**Document excerpt:**
····················

Opinion
MEMORANDUM ON MOTION FOR RECONSIDERATION
ALAN JAROSLOVSKY, Bankruptcy Judge
Secured creditor GMAC Mortgage, LLC, holds a first deed of trust on the debtors' real property at 2501 McMillan Street, Napa, California. Debtors Jose and Venedita Acosta have proposed a Chapter 13 plan which provides:
Debtors shall make adequate protection payments, to the Trustee, in the sum of $1, 874.41. Principal shall be paid in one installment upon Debtors' refinance or sale of the Real Property. Such refinance or sale shall occur between 48 and 60 months of the effective date of the Plan and, at such time, the adequate protection payments shall cease and Debtors' monthly Chapter 13 Plan payment shall decease accordingly.

····················

[Object pointing dataset rows]
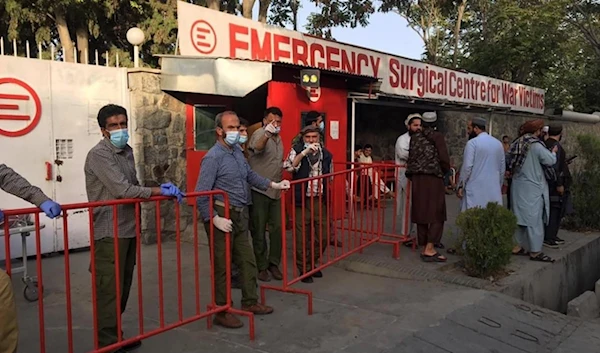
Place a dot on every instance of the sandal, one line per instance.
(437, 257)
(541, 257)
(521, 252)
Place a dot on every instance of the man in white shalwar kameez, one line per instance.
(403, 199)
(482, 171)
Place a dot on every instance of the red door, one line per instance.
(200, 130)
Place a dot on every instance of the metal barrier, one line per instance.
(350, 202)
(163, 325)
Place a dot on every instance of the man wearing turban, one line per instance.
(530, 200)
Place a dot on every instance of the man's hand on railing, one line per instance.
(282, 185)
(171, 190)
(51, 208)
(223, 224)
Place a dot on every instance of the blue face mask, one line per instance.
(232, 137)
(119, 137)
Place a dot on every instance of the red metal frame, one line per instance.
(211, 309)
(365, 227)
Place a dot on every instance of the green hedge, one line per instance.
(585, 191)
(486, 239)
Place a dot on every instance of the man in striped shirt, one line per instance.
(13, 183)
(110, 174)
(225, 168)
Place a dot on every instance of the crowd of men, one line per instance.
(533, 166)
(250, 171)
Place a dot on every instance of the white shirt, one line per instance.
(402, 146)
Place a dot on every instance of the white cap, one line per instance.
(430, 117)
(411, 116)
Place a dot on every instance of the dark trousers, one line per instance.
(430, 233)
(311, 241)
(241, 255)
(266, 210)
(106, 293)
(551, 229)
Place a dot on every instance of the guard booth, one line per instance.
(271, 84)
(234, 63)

····················

**What this exercise asks:**
1 > According to the bankruptcy memorandum, at what address is the real property on which GMAC Mortgage, LLC, holds a first deed of trust?
2 > Write the next part of the bankruptcy memorandum, starting right after its final sentence.

**Written answers:**
1 > 2501 McMillan Street, Napa, California.

2 >
The property is rental or investment property, not the debtors' residence, so that the anti-modification provisions of § 1322(b)(2) of the Bankruptcy Code do not apply. GMAC originally argued that the form of modification the debtors propose is not permissible, relying on In re Enewally , 368 F.3d 1165, 1171 (9th Cir. 2004), which holds that when a secured creditor's rights are being modified by a Chapter 13 plan the modified payments cannot extend beyond the 60-month maximum life of a Chapter 13 plan. The court found that the debtors had avoided the effect of Enewally because GMAC is to be paid in full within 60 months. However, in avoiding Enewally the debtors ran into another problem: by proposing a balloon payment at the end, their plan violated the "equal payments" provision of §1325(a)(5)(B)(iii)(I) added by Congress in 2005. Finding confirmation barred by this section, the court sustained GMAC's objection. The debtors have now moved for reconsideration.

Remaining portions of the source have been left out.